SOURCE TEXT |
····················

In the previous 50 years, the state of Mississippi has validated Lord Tennyson’s belief that “men may rise on stepping-stones of their dead selves to higher things.” Now the state has until Tuesday to explain to the U.S Supreme Court why a state court was sufficiently serious in ruling that Joey Chandler is so depraved that he could never undergo a regeneration comparable to what Mississippi has managed.

In 2003, Chandler, then 17 and seeking money to support his pregnant girlfriend, tried selling marijuana. When his supply was stolen from his car, he believed the thief was his cousin Emmitt, 19. Chandler fatally shot Emmitt and fled the scene, but later that night he surrendered to authorities. Convicted of murder, Chandler was sentenced to life imprisonment without possibility of parole.

Parents who have raised sons understand that civilization’s primary task is to civilize adolescent males, a task that is difficult for many reasons, some of which neuroscience explains.

The part of the brain that stimulates anger and aggression is larger in males than in females (for evolutionary, meaning adaptive, reasons). And the part that restrains anger is smaller in males. The Supreme Court has noted that adolescent brain anatomy can cause “transient rashness, proclivity for risk and inability to assess consequences,” thereby diminishing “moral culpability” and, more important, enhancing “the prospect that, as the years go by,” offenders’ “deficiencies will be reformed.” Hence “a lifetime in prison is a disproportionate sentence for all but the rarest of children, those whose crimes reflect ‘irreparable corruption.'”

····················

[Location annotation dataset excerpts]
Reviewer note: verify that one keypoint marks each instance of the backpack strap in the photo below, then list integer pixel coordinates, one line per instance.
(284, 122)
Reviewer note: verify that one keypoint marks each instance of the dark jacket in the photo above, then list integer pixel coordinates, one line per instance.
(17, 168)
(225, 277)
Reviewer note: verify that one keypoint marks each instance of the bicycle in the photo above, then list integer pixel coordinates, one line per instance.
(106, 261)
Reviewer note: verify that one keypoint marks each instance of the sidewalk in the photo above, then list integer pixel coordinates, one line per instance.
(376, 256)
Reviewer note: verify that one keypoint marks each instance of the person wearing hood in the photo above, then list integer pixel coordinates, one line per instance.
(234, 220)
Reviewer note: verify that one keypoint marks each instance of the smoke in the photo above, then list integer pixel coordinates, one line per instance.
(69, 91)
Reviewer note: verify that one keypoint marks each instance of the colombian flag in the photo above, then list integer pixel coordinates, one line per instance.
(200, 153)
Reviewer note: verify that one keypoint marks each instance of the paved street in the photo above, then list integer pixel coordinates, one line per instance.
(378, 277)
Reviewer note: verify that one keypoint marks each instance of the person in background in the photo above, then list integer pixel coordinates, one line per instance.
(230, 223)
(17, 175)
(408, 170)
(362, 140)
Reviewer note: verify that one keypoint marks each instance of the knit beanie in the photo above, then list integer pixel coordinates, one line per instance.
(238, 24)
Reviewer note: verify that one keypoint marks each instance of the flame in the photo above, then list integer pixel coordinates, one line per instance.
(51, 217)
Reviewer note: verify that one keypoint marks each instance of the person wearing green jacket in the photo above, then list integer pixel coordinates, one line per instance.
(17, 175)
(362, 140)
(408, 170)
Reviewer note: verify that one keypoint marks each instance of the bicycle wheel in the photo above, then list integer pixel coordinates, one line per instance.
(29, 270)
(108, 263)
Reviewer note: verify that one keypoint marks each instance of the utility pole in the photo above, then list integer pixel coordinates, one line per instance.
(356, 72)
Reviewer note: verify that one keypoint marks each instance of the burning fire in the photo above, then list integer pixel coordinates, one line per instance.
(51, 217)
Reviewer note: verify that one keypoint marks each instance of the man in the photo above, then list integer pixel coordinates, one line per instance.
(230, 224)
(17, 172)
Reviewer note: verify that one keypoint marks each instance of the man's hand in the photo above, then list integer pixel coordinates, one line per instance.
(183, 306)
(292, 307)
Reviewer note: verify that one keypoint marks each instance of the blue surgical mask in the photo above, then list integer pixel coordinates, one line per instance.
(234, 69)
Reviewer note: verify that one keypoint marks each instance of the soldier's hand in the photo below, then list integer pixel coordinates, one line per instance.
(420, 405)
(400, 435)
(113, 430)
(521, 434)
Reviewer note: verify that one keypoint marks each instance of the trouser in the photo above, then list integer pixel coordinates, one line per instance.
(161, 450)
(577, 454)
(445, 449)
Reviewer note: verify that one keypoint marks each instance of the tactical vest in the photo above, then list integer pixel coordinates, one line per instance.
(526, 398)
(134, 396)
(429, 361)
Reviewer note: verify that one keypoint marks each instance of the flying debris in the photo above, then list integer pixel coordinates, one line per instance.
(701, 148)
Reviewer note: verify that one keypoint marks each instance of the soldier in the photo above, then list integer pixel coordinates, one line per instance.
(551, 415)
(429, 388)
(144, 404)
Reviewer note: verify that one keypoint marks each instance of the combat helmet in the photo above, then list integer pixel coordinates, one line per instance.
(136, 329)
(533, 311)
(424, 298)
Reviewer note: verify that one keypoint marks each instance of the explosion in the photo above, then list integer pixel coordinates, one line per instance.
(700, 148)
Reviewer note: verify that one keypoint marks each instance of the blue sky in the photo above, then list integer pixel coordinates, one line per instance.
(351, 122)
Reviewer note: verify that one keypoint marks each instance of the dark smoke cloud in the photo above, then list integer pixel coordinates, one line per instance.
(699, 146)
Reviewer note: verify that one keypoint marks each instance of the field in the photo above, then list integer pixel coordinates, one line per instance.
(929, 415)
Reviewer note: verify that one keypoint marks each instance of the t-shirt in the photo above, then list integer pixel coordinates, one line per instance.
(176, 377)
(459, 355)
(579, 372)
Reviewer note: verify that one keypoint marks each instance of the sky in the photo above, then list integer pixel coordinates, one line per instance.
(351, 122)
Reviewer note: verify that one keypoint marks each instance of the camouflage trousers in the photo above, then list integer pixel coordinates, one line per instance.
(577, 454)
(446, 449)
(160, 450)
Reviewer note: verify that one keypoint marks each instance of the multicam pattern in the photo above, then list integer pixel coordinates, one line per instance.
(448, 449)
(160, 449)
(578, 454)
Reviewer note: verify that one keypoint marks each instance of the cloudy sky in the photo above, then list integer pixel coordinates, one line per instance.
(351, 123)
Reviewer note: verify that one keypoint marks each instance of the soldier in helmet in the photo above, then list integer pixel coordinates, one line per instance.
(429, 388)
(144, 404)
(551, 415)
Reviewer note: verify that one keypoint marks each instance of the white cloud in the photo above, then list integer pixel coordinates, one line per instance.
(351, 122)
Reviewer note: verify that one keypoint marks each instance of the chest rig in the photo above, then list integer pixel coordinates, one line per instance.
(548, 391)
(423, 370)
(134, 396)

····················

TASKS FOR THIS EXERCISE |
- A) Extract the portion of the Chandler sentencing passage that begins at the words "In the previous" and stops after "possibility of parole.".
- B) In the Chandler sentencing passage, name every effect that the Supreme Court says adolescent brain anatomy can cause.

SOLVED PROBLEMS |
- A)
In the previous 50 years, the state of Mississippi has validated Lord Tennyson’s belief that “men may rise on stepping-stones of their dead selves to higher things.” Now the state has until Tuesday to explain to the U.S Supreme Court why a state court was sufficiently serious in ruling that Joey Chandler is so depraved that he could never undergo a regeneration comparable to what Mississippi has managed.

In 2003, Chandler, then 17 and seeking money to support his pregnant girlfriend, tried selling marijuana. When his supply was stolen from his car, he believed the thief was his cousin Emmitt, 19. Chandler fatally shot Emmitt and fled the scene, but later that night he surrendered to authorities. Convicted of murder, Chandler was sentenced to life imprisonment without possibility of parole.

- B)
- Transient rashness
- Proclivity for risk
- Inability to assess consequences